Referring expression data
☆ ☆ ☆ ☆ ☆ ☆ ☆

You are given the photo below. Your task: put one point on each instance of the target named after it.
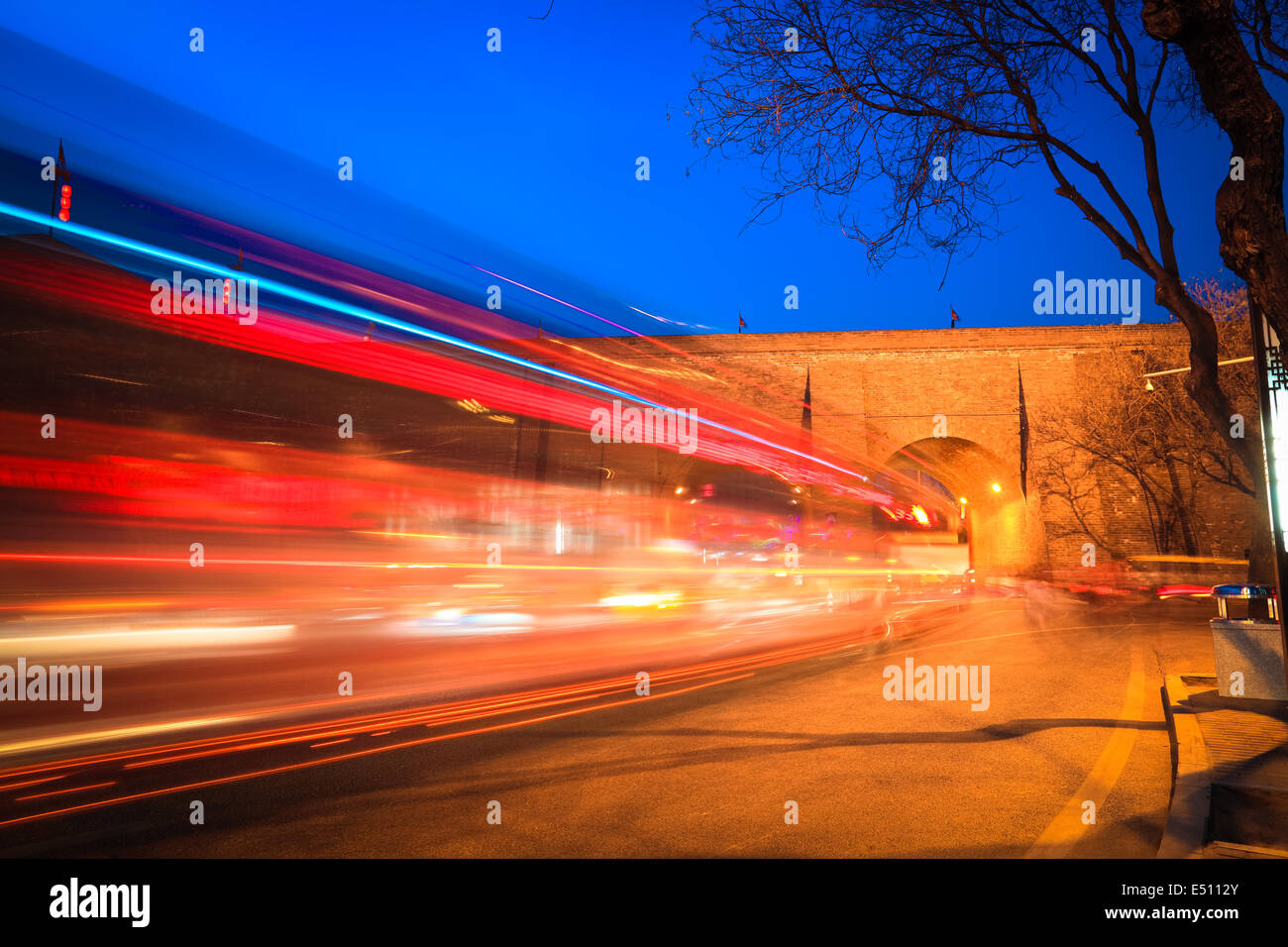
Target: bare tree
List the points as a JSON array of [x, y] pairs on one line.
[[1145, 442], [1229, 48], [861, 102]]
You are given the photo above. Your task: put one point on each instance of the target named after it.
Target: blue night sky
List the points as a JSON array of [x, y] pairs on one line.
[[520, 161]]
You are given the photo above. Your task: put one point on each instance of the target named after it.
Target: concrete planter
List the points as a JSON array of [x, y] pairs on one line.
[[1254, 650]]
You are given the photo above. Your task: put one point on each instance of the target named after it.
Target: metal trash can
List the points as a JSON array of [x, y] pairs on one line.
[[1249, 654]]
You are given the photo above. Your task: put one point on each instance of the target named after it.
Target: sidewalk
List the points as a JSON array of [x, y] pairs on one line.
[[1231, 774]]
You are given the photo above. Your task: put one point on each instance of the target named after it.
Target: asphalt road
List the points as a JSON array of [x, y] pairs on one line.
[[707, 763]]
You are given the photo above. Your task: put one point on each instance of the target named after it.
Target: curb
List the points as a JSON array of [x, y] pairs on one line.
[[1192, 776]]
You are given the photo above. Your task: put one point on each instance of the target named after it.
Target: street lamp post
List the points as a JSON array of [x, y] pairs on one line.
[[1273, 401]]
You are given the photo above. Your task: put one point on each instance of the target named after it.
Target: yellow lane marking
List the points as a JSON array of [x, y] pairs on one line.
[[1067, 828]]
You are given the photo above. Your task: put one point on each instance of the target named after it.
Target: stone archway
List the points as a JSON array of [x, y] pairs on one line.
[[1005, 538]]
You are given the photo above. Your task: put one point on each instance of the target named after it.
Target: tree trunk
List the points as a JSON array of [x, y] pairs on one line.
[[1249, 213]]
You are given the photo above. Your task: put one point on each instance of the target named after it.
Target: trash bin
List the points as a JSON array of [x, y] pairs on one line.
[[1249, 652]]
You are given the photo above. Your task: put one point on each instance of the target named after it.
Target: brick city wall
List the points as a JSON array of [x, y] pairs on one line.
[[877, 393]]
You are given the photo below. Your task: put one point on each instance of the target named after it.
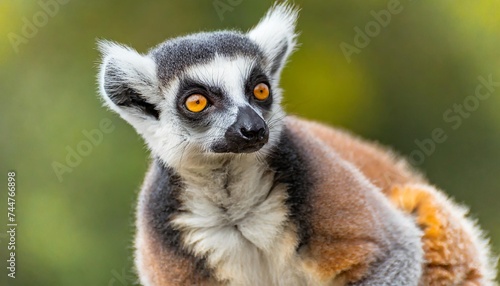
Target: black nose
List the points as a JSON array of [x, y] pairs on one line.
[[253, 134], [247, 134]]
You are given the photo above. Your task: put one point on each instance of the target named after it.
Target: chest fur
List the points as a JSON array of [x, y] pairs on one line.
[[236, 217]]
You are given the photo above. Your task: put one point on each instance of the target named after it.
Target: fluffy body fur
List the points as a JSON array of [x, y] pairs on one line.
[[312, 206]]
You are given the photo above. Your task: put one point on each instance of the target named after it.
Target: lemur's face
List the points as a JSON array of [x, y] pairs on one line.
[[204, 94]]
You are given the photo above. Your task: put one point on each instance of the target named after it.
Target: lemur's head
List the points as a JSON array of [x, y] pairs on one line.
[[204, 94]]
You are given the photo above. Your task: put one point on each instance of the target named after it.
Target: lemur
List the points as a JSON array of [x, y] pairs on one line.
[[239, 193]]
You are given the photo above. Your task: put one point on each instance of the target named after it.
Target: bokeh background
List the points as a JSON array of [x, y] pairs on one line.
[[77, 229]]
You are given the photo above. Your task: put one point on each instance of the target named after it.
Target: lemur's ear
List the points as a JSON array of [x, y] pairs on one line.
[[128, 82], [275, 35]]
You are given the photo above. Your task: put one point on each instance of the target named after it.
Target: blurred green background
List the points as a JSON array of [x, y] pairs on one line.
[[78, 230]]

☆ ☆ ☆ ☆ ☆ ☆ ☆

## PROBLEM REQUIREMENTS
After finding the line that contains "Target: blurred green background" in the records above, copy that line and each one after it exactly, through the final line.

## RESULT OF THIS EXERCISE
Target: blurred green background
List the points as a JSON array of [x, y] pairs on one line.
[[78, 230]]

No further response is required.